## What to do
Quote, word for word, the passage of the article about Rukshan Fernando starting at "Footage from Rukshan" and ending at "unnerve most Melburnians.".

--- Source text Enclosed Below ---

Who is the Real Rukshan?

6 min read
Independent media or right-wing antagonist? Protest live-streamer Rukshan Fernando has grown his online following into the hundreds of thousands in the past fortnight.
Footage from Rukshan Fernando's live stream shows police moving in on protesters at the Shrine of Remembrance. Meanwhile, on his social media Telegram channel, followed by 13,000 people, he preaches about Premier Daniel Andrews "super-spreading misinformation" and writes "the world is watching Australia in disbelief as our leaders strip our rights, freedoms and dignity". Police have twice attended his house in Melbourne's south-east to warn him not to attend protests – warnings he has ignored. Academics and sociologists believe Fernando is amplifying a movement that is misguided, especially in a pandemic, and has deeply unsavoury elements. But he is also documenting the actions of an increasingly militarised police force, whose at times aggressive behaviour would unnerve most Melburnians.

--- End of Enclosed Source text ---
--- Data to examine Enclosed Below ---

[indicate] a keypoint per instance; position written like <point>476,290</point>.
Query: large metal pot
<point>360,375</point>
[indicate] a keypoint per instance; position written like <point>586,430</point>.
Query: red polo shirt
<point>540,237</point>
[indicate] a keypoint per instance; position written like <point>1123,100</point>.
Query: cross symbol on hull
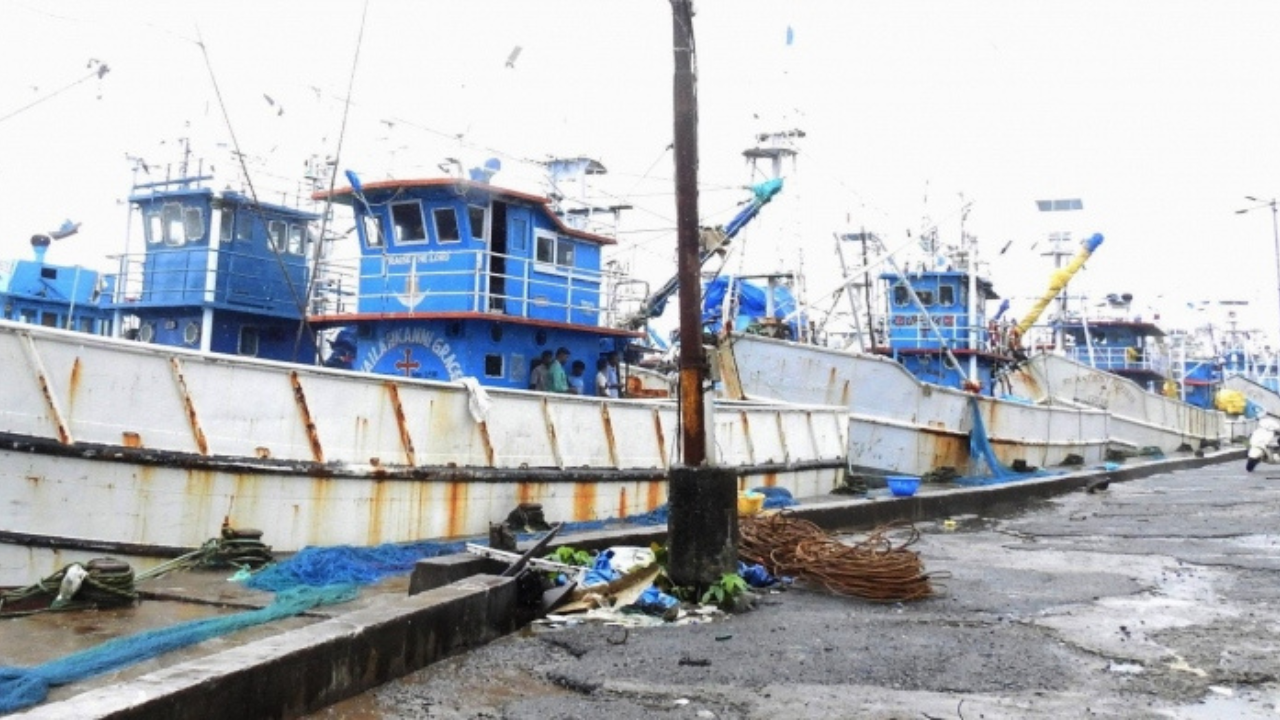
<point>407,365</point>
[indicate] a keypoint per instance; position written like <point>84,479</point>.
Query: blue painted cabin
<point>944,299</point>
<point>219,273</point>
<point>54,296</point>
<point>461,278</point>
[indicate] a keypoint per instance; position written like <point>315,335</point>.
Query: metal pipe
<point>691,359</point>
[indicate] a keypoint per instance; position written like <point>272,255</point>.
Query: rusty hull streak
<point>662,440</point>
<point>488,445</point>
<point>301,399</point>
<point>584,501</point>
<point>608,433</point>
<point>401,423</point>
<point>551,433</point>
<point>197,433</point>
<point>456,497</point>
<point>746,438</point>
<point>73,386</point>
<point>64,433</point>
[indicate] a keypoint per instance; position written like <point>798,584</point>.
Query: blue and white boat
<point>210,409</point>
<point>55,296</point>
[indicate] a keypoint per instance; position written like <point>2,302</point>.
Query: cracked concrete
<point>1155,598</point>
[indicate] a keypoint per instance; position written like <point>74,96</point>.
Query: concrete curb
<point>311,668</point>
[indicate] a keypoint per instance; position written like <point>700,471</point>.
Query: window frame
<point>421,223</point>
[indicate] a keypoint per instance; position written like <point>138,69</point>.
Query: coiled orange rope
<point>874,568</point>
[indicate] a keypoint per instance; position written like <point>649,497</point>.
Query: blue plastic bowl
<point>903,486</point>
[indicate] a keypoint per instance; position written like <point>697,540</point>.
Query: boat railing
<point>914,333</point>
<point>1125,359</point>
<point>467,282</point>
<point>213,277</point>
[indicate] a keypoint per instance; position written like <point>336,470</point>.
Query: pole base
<point>702,527</point>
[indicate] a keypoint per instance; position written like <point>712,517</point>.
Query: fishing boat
<point>942,383</point>
<point>40,292</point>
<point>215,406</point>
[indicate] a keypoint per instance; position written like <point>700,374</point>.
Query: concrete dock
<point>296,666</point>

--- End of Enclosed Data to examine ---

## Completed exercise
Footage from Rukshan Fernando's live stream shows police moving in on protesters at the Shrine of Remembrance. Meanwhile, on his social media Telegram channel, followed by 13,000 people, he preaches about Premier Daniel Andrews "super-spreading misinformation" and writes "the world is watching Australia in disbelief as our leaders strip our rights, freedoms and dignity". Police have twice attended his house in Melbourne's south-east to warn him not to attend protests – warnings he has ignored. Academics and sociologists believe Fernando is amplifying a movement that is misguided, especially in a pandemic, and has deeply unsavoury elements. But he is also documenting the actions of an increasingly militarised police force, whose at times aggressive behaviour would unnerve most Melburnians.